• 本文抜粋
━━━━━━

【5月3日 AFP】男子テニスのロジャー・フェデラー(Roger Federer、スイス)は、次週のマドリード・オープン(Mutua Madrid Open 2019)で3年ぶりにクレーコート大会に復帰するにあたり、「無人地帯」に向かって旅をするような気分だと明かした。

 37歳のフェデラーは、クレーコートで実力を試したのは2016年のイタリア国際(Internazionali BNL d'Italia 2016)が最後となっており、それ以降はキャリア101勝の大多数を占めるハードコートとグラス(芝)コートでの試合に集中していた。

 しかし、キャリア晩年に差しかかる中で、フェデラーはライバルのラファエル・ナダル(Rafael Nadal、スペイン)が長期にわたり席巻しているクレーコートに再び挑むことを決断。その舞台にマドリード大会を選んだのは、理にかなっているといえる。

 フェデラーは、標高が高いことから球足が遅いクレーコートの特徴が打ち消されるマドリードで、クレーコートで記録した優勝全11回のうちの2勝を記録している。直近ではマイアミ・オープン(Miami Open 2019)を制しているフェデラーは、「とてもわくわくしている。良いチャレンジと腕試しになる。自信についてはどうかな。無人地帯に行くようなもので、一から始めることになる」とコメントした。

 全仏オープンテニス(French Open 2019)をこの春の最終目標に掲げているフェデラーは、同大会では2009年に優勝しているほか、06年、07年、08年、そして11年に決勝進出を果たしているが、いずれもナダルに敗れて準優勝に終わっている。

 しかしながら、通算11度の全仏制覇を誇るナダルは現在、バルセロナ・オープン(Barcelona Open Banc Sabadell 2019)とモンテカルロ・マスターズ(Monte-Carlo Rolex Masters 2019)で敗退するなどクレーコートでスランプに陥っており、フェデラーはかすかな希望を見いだしている。

 さらに、世界ランク1位のノバク・ジョコビッチ(Novak Djokovic、セルビア)がモンテカルロで準々決勝敗退を喫していることも、フェデラーにとっては一筋の光となっている。

 フェデラーのコーチを務めるイバン・リュビチッチ(Ivan Ljubicic)氏は、伊スカイ・スポーツ(Sky Sports)に対して、「ロジャーは今でもとてもハングリーだ」「彼はかなり速いペースで、再びクレーコートでのプレーに対応している」と述べた。

━━━━━━

上のフェデラーのクレーコート復帰の記事から、「しかしながら、通算11度の全仏制覇を誇るナダルは現在、バルセロナ・オープン(Barcelona Open Banc」から「っては一筋の光となっている。」まで（両端を含む）を、「スランプ」を「不振」に差し替えて書き直してください。

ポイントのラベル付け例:
━━━━━━

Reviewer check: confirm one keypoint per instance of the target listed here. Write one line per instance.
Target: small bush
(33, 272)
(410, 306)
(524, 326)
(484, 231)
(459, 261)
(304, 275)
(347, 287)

━━━━━━

• 解答
しかしながら、通算11度の全仏制覇を誇るナダルは現在、バルセロナ・オープン(Barcelona Open Banc Sabadell 2019)とモンテカルロ・マスターズ(Monte-Carlo Rolex Masters 2019)で敗退するなどクレーコートで不振に陥っており、フェデラーはかすかな希望を見いだしている。

 さらに、世界ランク1位のノバク・ジョコビッチ(Novak Djokovic、セルビア)がモンテカルロで準々決勝敗退を喫していることも、フェデラーにとっては一筋の光となっている。